Reproduce the rows below character for character, starting at the line with "Formation-chart tagging: label the man in" and ending at the line with "(1217, 461)", including both of those lines and nothing else.

» Data to use
+++++

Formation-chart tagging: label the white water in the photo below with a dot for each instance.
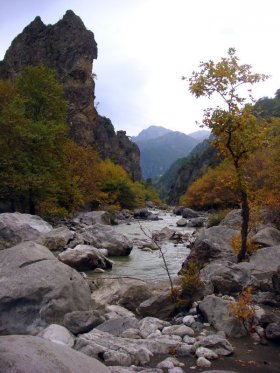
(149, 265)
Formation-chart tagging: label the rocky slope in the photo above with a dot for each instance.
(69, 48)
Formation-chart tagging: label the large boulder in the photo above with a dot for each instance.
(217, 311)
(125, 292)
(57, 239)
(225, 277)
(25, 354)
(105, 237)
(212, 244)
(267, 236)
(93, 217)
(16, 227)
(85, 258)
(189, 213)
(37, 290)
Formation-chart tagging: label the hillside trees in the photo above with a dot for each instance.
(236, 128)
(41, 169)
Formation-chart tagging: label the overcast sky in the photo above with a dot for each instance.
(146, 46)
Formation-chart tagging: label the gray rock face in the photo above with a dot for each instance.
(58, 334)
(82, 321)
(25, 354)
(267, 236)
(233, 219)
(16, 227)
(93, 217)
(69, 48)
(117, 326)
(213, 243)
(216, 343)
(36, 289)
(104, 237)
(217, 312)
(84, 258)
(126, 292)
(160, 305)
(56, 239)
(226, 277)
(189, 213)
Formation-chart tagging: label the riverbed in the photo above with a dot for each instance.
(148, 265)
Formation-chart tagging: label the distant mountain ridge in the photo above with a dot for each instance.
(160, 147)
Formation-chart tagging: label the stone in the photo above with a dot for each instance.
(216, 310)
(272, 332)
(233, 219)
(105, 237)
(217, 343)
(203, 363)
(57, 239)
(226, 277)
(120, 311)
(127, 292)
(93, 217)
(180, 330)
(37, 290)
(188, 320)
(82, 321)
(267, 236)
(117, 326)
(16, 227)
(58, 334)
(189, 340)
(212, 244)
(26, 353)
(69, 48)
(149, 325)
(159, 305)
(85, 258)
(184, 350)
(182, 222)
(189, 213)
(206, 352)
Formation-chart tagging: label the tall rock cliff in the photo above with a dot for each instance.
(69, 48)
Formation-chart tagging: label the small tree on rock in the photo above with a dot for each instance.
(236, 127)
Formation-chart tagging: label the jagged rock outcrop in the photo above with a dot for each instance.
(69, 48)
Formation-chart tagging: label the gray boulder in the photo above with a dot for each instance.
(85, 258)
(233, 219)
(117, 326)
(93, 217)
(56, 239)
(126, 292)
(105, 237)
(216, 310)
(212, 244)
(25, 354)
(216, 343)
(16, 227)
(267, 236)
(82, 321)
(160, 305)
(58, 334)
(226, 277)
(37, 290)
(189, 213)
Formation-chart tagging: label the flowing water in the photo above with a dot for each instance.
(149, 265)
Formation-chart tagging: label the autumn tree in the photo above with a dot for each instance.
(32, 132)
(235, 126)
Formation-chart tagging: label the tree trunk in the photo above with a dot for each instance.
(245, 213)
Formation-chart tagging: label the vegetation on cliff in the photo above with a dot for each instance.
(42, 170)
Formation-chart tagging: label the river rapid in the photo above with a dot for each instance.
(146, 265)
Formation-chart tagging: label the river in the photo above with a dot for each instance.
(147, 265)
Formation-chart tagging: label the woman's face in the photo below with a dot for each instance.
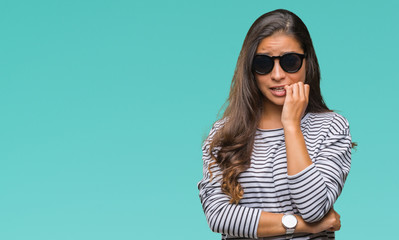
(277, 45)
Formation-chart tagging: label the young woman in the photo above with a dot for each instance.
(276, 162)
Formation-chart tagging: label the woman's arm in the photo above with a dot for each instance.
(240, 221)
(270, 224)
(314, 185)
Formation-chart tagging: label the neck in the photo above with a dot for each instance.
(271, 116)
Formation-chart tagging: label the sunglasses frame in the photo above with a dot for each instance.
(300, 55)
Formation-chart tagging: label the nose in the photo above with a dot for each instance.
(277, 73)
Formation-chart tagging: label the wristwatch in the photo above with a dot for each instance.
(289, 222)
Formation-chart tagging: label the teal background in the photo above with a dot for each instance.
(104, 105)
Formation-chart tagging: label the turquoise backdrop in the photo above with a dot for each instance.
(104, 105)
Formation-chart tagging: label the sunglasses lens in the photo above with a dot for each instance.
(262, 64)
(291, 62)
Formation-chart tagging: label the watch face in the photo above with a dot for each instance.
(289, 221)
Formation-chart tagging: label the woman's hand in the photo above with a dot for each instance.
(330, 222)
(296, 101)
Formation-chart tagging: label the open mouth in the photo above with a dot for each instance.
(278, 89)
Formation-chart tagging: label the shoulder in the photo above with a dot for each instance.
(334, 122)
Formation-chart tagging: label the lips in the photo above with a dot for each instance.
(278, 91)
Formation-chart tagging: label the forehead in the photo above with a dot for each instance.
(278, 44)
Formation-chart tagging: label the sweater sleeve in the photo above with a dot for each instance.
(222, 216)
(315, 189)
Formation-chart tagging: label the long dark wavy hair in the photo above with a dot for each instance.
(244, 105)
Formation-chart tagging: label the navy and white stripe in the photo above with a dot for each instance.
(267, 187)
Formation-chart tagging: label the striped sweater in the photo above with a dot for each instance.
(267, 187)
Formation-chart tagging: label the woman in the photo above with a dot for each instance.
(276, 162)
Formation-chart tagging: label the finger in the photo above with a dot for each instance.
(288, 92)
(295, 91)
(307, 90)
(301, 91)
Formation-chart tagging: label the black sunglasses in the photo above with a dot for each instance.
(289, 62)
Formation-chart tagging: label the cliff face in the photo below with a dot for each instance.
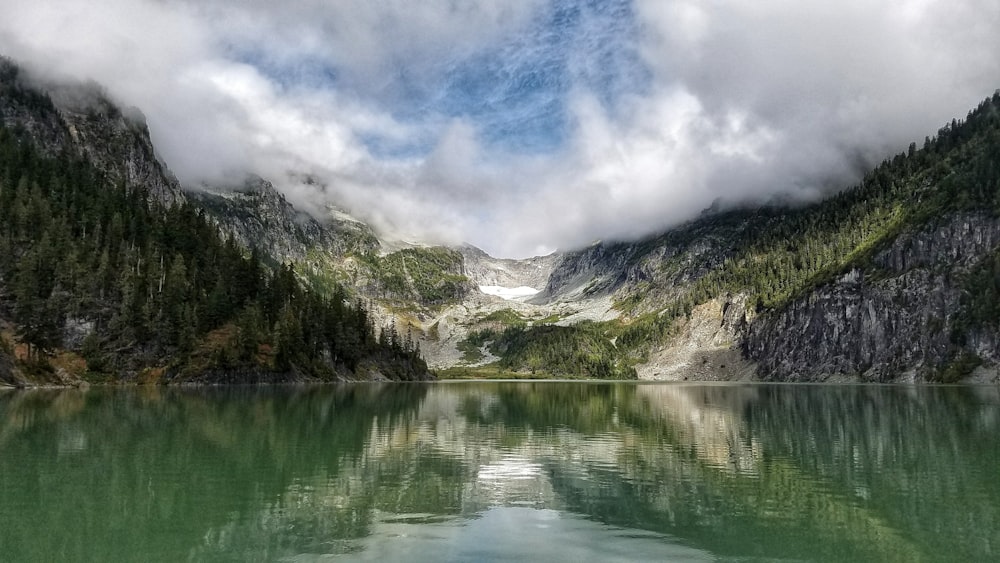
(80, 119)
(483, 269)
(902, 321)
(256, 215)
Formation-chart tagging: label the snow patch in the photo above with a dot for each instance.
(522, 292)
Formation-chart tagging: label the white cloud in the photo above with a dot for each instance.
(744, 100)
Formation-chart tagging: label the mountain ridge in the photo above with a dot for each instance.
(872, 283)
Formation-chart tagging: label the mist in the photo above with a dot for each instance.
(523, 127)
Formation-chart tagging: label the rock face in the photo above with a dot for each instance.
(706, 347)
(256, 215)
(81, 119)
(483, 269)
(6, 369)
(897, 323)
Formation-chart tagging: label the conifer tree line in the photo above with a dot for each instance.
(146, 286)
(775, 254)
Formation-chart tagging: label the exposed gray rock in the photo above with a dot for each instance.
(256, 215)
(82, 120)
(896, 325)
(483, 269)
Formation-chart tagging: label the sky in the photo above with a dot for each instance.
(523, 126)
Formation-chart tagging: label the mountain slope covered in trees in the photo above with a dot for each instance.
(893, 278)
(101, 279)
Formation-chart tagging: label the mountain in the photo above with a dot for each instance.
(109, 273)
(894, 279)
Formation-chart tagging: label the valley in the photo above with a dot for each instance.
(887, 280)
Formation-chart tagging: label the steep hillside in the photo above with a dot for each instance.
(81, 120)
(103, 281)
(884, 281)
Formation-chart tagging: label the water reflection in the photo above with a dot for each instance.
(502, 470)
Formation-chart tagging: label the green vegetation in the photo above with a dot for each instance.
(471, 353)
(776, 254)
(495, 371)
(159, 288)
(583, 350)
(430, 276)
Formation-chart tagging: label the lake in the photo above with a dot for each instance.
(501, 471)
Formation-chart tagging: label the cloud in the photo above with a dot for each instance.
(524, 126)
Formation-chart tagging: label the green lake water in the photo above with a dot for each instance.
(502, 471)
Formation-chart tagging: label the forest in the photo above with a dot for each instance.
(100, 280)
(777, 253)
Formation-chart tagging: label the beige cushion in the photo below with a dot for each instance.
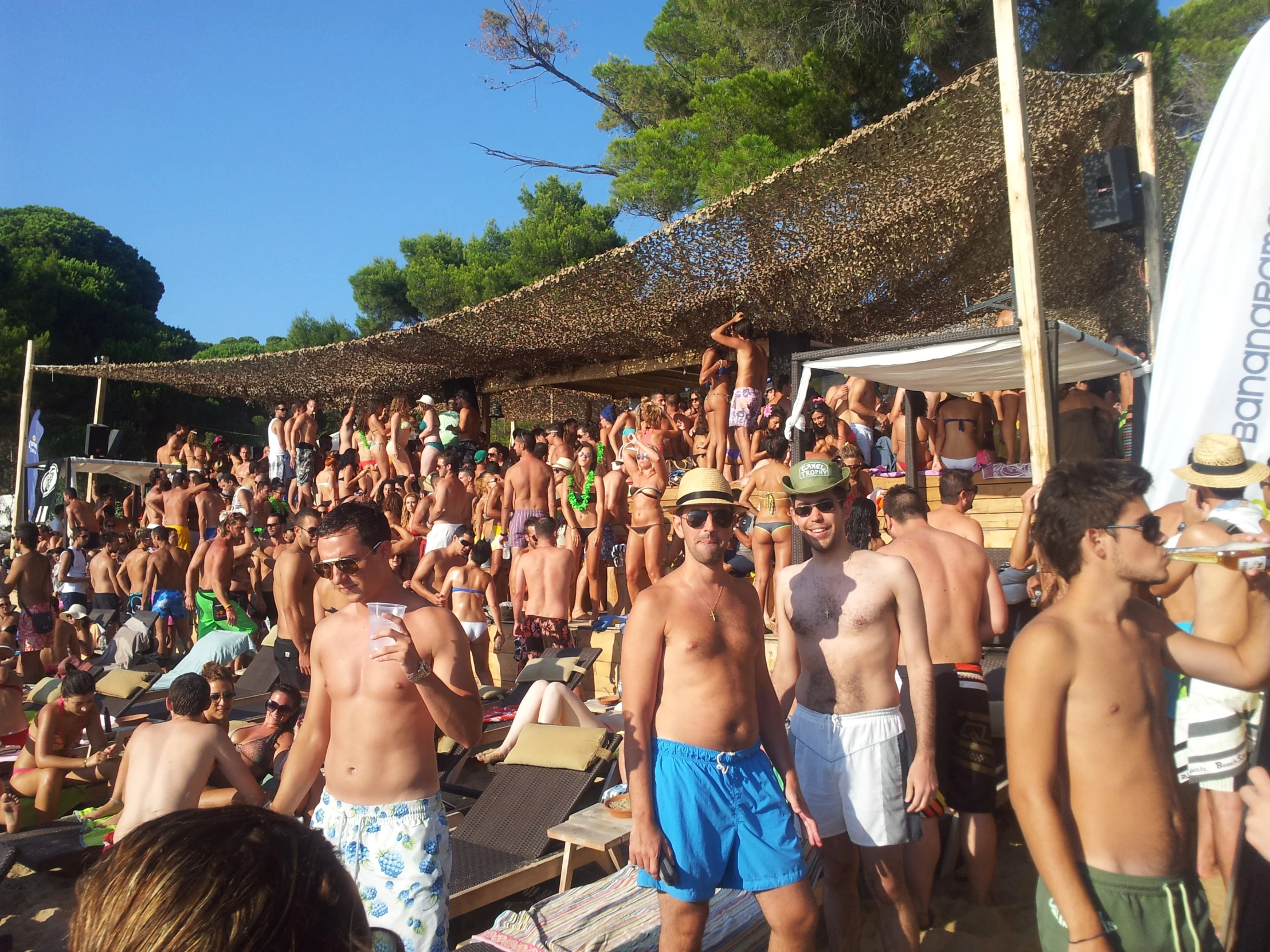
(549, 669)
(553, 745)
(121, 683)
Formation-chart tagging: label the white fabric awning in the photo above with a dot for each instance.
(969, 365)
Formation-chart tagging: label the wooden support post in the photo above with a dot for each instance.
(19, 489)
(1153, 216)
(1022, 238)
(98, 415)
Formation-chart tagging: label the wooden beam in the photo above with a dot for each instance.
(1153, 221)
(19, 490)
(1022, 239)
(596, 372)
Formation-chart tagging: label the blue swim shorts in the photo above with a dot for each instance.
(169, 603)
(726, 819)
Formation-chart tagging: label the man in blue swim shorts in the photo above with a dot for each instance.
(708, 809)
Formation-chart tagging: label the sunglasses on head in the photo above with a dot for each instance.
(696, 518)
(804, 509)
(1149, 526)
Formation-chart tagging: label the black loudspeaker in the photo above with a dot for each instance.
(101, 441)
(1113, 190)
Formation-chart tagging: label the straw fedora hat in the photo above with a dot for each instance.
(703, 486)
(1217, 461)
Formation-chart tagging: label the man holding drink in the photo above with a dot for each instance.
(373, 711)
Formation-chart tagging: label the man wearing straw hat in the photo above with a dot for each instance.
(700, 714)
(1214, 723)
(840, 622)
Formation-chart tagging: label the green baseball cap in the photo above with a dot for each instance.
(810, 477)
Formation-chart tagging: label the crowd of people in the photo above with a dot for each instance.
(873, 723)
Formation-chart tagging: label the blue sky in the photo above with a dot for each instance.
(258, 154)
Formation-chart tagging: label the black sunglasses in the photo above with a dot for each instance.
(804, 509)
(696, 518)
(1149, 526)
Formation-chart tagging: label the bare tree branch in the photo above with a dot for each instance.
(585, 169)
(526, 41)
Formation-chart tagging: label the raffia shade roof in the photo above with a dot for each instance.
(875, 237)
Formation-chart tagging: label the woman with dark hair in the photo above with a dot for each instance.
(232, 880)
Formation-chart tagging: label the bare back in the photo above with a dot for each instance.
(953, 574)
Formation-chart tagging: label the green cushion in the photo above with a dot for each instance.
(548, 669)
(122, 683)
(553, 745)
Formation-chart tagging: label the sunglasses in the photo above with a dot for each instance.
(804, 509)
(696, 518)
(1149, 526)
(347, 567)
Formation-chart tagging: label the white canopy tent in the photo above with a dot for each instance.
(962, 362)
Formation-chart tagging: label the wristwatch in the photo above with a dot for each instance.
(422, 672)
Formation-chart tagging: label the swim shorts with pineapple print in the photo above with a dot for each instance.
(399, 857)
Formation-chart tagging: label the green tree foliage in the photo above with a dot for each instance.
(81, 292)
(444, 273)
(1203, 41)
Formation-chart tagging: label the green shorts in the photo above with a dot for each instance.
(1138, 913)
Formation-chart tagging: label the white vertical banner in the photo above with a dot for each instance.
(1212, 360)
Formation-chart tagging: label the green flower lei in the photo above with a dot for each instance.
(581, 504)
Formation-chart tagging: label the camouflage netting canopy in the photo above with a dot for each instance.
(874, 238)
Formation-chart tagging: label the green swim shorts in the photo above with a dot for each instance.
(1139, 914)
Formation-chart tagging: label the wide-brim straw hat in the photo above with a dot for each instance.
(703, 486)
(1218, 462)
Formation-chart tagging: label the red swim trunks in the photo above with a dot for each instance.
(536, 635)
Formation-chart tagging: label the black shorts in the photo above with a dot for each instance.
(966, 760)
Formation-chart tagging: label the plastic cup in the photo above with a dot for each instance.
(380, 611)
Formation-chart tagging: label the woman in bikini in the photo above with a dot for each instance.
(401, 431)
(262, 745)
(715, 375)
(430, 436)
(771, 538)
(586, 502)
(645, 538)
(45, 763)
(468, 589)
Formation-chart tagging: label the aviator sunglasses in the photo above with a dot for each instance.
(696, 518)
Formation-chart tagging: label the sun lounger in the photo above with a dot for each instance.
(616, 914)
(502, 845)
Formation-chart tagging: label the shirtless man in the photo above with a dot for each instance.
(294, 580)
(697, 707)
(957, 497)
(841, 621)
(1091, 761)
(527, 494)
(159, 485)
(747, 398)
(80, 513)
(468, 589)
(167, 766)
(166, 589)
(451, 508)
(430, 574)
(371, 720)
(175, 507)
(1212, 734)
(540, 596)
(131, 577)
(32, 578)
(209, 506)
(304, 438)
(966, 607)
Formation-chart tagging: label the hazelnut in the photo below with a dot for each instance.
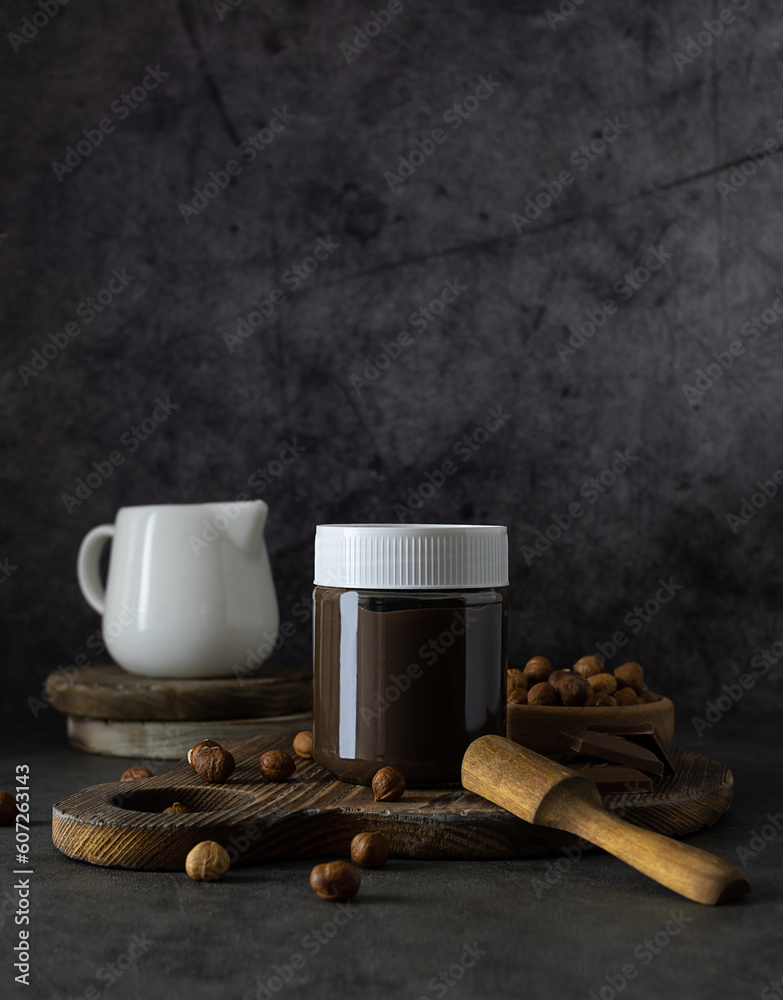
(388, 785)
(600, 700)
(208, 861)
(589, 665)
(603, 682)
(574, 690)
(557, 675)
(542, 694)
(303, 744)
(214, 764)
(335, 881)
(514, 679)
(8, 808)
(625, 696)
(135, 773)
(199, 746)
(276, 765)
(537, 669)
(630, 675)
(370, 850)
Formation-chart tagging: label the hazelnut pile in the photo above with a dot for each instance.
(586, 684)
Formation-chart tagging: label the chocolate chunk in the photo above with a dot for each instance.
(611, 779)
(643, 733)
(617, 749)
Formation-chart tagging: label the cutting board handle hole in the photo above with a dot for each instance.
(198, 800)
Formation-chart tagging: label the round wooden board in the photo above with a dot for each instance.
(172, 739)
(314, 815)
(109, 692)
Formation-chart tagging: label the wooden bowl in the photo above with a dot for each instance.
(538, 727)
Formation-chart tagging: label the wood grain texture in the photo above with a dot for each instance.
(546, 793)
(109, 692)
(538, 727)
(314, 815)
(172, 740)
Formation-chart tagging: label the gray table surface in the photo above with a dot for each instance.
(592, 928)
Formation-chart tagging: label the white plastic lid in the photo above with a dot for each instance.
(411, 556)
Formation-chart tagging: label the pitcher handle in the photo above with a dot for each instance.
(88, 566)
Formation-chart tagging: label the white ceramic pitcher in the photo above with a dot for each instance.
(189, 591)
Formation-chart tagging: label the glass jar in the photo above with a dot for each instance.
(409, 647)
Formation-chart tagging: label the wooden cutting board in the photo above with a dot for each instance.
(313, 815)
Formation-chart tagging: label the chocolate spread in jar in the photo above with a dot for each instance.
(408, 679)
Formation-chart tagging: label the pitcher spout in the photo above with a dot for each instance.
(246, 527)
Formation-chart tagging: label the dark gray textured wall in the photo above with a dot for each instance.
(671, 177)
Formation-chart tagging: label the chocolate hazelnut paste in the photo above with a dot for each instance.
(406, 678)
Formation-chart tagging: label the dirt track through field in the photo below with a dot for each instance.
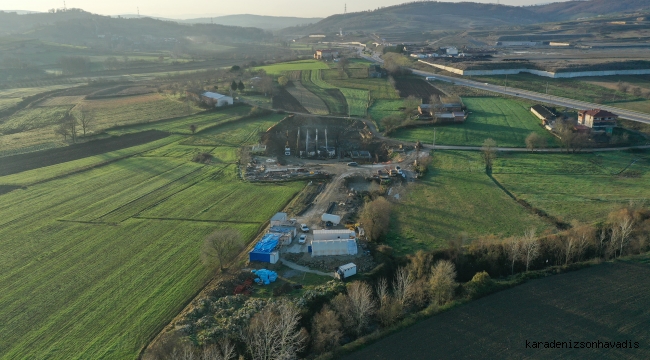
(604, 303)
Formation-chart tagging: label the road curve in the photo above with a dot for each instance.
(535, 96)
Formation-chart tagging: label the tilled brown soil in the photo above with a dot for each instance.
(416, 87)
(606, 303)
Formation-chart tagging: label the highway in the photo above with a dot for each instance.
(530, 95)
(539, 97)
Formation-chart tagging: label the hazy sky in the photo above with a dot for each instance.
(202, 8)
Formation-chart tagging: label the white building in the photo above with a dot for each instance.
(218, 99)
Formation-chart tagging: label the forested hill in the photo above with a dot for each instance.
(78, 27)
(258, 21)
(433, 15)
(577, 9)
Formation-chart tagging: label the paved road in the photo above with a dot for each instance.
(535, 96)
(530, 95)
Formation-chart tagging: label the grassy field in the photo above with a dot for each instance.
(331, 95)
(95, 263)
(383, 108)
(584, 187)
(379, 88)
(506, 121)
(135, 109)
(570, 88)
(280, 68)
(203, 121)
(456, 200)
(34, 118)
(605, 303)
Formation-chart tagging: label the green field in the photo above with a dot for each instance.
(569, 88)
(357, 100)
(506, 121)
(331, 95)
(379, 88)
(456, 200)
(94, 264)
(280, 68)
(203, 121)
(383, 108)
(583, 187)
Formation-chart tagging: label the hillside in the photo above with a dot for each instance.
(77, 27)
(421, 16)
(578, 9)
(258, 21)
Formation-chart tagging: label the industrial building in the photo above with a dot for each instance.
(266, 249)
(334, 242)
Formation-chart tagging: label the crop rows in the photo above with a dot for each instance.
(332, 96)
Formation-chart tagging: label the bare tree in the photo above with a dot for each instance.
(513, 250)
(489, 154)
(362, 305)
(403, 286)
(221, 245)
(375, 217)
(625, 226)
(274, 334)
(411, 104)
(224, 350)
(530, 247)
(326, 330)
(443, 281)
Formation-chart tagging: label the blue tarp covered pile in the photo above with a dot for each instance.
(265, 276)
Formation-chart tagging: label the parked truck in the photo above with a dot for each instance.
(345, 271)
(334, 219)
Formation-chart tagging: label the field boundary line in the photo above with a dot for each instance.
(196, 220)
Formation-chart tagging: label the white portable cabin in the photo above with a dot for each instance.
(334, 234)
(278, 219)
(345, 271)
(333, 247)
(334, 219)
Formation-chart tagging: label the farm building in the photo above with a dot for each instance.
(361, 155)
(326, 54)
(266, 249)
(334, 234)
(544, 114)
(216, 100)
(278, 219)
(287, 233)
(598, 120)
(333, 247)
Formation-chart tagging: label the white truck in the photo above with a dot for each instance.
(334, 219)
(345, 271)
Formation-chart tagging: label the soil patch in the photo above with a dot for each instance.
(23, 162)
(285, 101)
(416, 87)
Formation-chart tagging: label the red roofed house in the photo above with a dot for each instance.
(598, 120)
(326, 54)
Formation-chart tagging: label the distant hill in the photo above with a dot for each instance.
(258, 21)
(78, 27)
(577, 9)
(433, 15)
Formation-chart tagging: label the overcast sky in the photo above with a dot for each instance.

+++++

» Result for this exercise
Formation-chart tagging: label the man in blue swim shorts in the photo above with a dot for each instance.
(708, 809)
Formation-chart tagging: label the sunglasses on head in the photo above with a dot for each instance.
(696, 518)
(804, 509)
(1149, 526)
Formation-chart tagging: label the black loudspeaker in the photo above with a dot for each instance.
(101, 441)
(1113, 190)
Formation-chart tagging: label the straw fedora hat in the photo above with a dot for each instance.
(703, 486)
(1217, 461)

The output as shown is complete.